Descrição da tarefa: Transcreva na íntegra, sem nenhuma alteração, o trecho sobre a tipicidade penal.

Trecho:
▽

Exemplificativamente, temos bens como a integridade corporal, a honra, o patrimônio público, o meio ambiente, a saúde pública, a liberdade, a correspondência, o patrimônio individual, social e público, a proteção à conduta, igual ao tipo protetivo de bens, amoldando-se exatamente ao tipo penal do preceito. Assim, teremos o tipo de conduta, ou seja, um fato penalmente relevante, previsto na lei penal. E esse fato é tão relevante que sobre ele está estabelecida a sanção denominada pena que o tipo comina in abstracto.
 
Diante dessa situação jurídica, cabe o exame da lei, aplicável ante a existência de fato que reproduza o preceito e a sanção penal cominada. A própria Constituição, para impor a lei, estabelece, em seu art. 5º, inciso 39, o princípio da legalidade, sendo obrigatório que crime somente exista como fato punível, se lei vier definido em lei pela prévia cominação legal.
 
Cabe aqui uma observação. O fato e o tipo devem apresentar uma perfeita coextensividade, sendo que só assim fica configurada a tipicidade da conduta.
 
Além do disposto na Constituição, outras normas existem que trazem alterações na tipicidade, tanto no preceito como na pena aplicável. O art.14, II diz respeito ao crime tentado, com modificação da pena cabível. O art. 18 cria uma diferença entre crime doloso e crime culposo, com penas diferenciadas, ante modificações da tipicidade. Vários artigos podem ser invocados como modificativos do tipo em crimes omissivos e comissivos e nas excludentes de criminalidade ou de culpabilidade, que desfazem a incidência da lei penal.

△

Extrato de dados:
▽

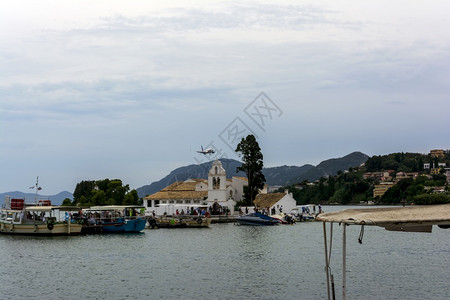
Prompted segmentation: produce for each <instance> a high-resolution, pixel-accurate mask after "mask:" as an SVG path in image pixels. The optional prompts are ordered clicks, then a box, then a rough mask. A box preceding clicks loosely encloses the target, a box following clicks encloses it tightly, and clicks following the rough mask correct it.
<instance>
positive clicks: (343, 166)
mask: <svg viewBox="0 0 450 300" xmlns="http://www.w3.org/2000/svg"><path fill="white" fill-rule="evenodd" d="M367 158H368V156H367V155H365V154H363V153H361V152H353V153H351V154H349V155H346V156H344V157H342V158H333V159H328V160H325V161H323V162H321V163H320V164H318V165H317V166H313V165H310V164H306V165H303V166H301V167H298V166H280V167H271V168H264V169H263V174H264V176H265V177H266V184H268V185H269V186H271V185H282V186H285V185H289V184H294V183H296V182H300V181H302V180H304V179H307V180H309V181H314V180H317V179H319V178H320V177H322V176H328V175H336V173H337V172H338V171H340V170H341V171H344V170H347V169H348V168H350V167H357V166H359V165H361V164H362V163H364V162H365V161H366V160H367ZM220 161H221V162H222V165H223V167H224V169H225V171H226V172H227V176H228V177H229V178H231V177H232V176H246V175H245V173H243V172H240V173H236V168H237V167H238V166H240V165H241V162H239V161H237V160H234V159H220ZM211 165H212V161H210V162H206V163H203V164H200V165H189V166H184V167H180V168H177V169H175V170H173V171H172V172H170V174H169V175H167V176H165V177H164V178H163V179H161V180H159V181H155V182H153V183H151V184H150V185H145V186H142V187H140V188H137V189H136V190H137V192H138V195H139V197H145V196H147V195H151V194H153V193H156V192H158V191H160V190H161V189H163V188H165V187H166V186H168V185H170V184H172V183H174V182H175V181H184V180H187V179H189V178H204V179H206V178H207V177H208V172H209V169H210V168H211Z"/></svg>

△

Resultado do exercício:
Exemplificativamente, temos bens como a integridade corporal, a honra, o patrimônio público, o meio ambiente, a saúde pública, a liberdade, a correspondência, o patrimônio individual, social e público, a proteção à conduta, igual ao tipo protetivo de bens, amoldando-se exatamente ao tipo penal do preceito. Assim, teremos o tipo de conduta, ou seja, um fato penalmente relevante, previsto na lei penal. E esse fato é tão relevante que sobre ele está estabelecida a sanção denominada pena que o tipo comina in abstracto.
 
Diante dessa situação jurídica, cabe o exame da lei, aplicável ante a existência de fato que reproduza o preceito e a sanção penal cominada. A própria Constituição, para impor a lei, estabelece, em seu art. 5º, inciso 39, o princípio da legalidade, sendo obrigatório que crime somente exista como fato punível, se lei vier definido em lei pela prévia cominação legal.
 
Cabe aqui uma observação. O fato e o tipo devem apresentar uma perfeita coextensividade, sendo que só assim fica configurada a tipicidade da conduta.
 
Além do disposto na Constituição, outras normas existem que trazem alterações na tipicidade, tanto no preceito como na pena aplicável. O art.14, II diz respeito ao crime tentado, com modificação da pena cabível. O art. 18 cria uma diferença entre crime doloso e crime culposo, com penas diferenciadas, ante modificações da tipicidade. Vários artigos podem ser invocados como modificativos do tipo em crimes omissivos e comissivos e nas excludentes de criminalidade ou de culpabilidade, que desfazem a incidência da lei penal.